Data listing:

* * * * * * * * *

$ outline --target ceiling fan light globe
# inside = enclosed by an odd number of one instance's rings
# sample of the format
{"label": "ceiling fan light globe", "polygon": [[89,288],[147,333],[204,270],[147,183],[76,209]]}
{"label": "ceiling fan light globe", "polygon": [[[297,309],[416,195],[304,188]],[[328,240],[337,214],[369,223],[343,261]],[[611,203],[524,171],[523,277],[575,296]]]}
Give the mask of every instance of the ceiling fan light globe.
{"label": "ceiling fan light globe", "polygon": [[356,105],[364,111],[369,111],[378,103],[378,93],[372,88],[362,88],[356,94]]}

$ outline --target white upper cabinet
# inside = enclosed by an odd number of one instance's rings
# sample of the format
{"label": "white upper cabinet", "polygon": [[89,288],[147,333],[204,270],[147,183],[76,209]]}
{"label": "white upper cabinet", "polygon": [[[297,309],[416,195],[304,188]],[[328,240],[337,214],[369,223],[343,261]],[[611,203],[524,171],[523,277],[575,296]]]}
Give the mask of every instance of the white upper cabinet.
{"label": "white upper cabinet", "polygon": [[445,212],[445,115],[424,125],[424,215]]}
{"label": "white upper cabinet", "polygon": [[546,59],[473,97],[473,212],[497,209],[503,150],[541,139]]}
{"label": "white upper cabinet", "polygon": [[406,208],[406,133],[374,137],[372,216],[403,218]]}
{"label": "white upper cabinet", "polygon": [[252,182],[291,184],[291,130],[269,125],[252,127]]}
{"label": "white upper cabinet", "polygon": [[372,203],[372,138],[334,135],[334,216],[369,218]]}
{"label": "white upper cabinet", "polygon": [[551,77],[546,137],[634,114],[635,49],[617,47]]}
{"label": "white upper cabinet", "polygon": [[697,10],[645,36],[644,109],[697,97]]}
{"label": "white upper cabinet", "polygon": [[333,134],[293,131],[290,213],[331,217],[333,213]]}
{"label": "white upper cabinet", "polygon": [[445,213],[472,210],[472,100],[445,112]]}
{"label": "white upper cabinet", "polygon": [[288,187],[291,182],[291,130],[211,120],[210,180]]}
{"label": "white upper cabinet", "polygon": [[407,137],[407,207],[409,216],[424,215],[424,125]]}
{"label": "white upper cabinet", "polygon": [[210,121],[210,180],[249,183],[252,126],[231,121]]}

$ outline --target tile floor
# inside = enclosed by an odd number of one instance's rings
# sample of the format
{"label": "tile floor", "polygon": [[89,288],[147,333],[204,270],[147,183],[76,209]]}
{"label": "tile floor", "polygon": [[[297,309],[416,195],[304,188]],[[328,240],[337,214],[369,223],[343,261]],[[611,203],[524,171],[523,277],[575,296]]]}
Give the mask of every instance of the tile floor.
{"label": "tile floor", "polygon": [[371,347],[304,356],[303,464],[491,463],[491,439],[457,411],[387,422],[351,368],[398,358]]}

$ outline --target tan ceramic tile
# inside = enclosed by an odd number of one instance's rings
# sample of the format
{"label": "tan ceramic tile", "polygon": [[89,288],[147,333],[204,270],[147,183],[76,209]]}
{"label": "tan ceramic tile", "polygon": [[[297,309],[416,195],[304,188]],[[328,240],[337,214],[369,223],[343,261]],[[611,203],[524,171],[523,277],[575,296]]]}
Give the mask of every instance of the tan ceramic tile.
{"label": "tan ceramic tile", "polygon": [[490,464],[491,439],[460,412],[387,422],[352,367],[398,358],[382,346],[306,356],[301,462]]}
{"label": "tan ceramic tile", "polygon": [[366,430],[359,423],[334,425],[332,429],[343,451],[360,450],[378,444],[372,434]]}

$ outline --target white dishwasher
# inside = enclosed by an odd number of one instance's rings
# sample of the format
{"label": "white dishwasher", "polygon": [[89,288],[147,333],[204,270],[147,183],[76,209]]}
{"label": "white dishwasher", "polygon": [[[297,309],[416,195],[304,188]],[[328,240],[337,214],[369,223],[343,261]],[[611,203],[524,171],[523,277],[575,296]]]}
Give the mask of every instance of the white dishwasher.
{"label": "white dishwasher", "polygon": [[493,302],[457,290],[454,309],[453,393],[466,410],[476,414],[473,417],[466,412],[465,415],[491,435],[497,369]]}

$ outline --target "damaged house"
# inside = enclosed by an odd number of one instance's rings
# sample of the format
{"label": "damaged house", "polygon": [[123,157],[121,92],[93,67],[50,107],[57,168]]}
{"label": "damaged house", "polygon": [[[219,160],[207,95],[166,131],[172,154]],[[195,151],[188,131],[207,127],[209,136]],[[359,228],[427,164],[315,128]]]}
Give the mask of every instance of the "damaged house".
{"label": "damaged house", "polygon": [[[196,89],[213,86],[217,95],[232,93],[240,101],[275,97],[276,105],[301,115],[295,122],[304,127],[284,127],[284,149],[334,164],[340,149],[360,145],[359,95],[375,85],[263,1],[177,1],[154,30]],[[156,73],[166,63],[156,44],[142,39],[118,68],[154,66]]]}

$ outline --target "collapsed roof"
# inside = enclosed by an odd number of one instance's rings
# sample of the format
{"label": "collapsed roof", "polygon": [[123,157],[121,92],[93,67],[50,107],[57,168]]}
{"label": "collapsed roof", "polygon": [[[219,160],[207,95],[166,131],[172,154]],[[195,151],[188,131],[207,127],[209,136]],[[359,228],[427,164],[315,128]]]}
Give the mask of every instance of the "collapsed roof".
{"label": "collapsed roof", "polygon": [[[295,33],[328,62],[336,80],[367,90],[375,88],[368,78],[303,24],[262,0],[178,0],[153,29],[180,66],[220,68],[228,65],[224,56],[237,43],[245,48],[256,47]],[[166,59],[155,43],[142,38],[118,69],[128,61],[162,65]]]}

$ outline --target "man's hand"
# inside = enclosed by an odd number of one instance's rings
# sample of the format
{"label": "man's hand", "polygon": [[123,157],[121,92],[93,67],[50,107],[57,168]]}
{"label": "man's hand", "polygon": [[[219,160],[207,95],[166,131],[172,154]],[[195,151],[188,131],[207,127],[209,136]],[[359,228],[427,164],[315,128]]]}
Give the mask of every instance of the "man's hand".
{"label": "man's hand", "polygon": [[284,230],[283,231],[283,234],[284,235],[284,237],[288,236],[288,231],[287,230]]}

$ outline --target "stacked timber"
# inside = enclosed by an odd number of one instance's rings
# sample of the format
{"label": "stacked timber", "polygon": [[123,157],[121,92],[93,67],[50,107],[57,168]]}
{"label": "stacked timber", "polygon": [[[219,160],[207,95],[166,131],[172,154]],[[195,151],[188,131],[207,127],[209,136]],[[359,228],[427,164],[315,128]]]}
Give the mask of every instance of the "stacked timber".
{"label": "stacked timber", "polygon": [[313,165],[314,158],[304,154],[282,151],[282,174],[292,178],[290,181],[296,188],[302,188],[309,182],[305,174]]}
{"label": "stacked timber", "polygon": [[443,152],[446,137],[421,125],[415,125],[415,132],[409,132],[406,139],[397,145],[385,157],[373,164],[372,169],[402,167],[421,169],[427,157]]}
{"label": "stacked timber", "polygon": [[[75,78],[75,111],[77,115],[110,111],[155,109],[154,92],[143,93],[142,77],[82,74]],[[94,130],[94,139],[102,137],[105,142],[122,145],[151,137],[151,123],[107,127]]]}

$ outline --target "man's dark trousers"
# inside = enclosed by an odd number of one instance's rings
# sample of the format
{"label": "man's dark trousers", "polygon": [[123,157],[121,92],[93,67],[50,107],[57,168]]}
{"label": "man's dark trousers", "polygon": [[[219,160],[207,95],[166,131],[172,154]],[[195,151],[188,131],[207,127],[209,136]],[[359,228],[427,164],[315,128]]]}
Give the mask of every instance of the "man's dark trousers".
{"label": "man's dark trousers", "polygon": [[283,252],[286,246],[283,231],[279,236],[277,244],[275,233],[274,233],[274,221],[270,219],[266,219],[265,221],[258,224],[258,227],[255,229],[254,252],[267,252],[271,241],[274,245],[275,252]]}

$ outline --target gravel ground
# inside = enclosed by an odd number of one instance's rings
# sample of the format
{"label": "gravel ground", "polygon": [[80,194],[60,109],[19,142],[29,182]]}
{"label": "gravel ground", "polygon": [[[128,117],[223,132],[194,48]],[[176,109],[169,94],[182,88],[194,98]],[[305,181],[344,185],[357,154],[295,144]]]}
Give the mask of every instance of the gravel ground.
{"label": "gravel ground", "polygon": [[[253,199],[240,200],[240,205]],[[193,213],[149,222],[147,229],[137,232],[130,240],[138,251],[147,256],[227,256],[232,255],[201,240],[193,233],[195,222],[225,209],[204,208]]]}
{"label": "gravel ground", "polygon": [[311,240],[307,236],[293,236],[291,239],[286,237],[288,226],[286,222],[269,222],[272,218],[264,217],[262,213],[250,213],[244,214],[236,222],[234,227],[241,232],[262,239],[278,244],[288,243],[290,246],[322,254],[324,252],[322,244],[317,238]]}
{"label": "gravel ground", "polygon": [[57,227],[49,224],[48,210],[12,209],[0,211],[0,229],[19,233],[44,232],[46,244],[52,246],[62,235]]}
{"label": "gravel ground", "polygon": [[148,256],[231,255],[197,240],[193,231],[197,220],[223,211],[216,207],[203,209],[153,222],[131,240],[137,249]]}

* * * * * * * * *

Lay out everything from the start of the records down to the line containing "Give the mask of every instance of the ceiling", inclusive, as a Markdown table with the columns Row and Line. Number each line and leave out any blank lines.

| Row | Line |
|---|---|
| 1 | $ outline --target ceiling fan light globe |
| 2 | # inside = enclosed by an odd number of one instance's rings |
| 3 | # sample of the format |
| 4 | {"label": "ceiling fan light globe", "polygon": [[89,288],[147,333],[204,270],[147,183],[76,209]]} |
| 5 | {"label": "ceiling fan light globe", "polygon": [[[297,309],[416,195],[304,188]],[[328,240],[337,214],[369,223],[343,261]],[[611,203],[524,171],[523,277],[575,296]]]} |
| 6 | Give the mask of every instance of the ceiling fan light globe. |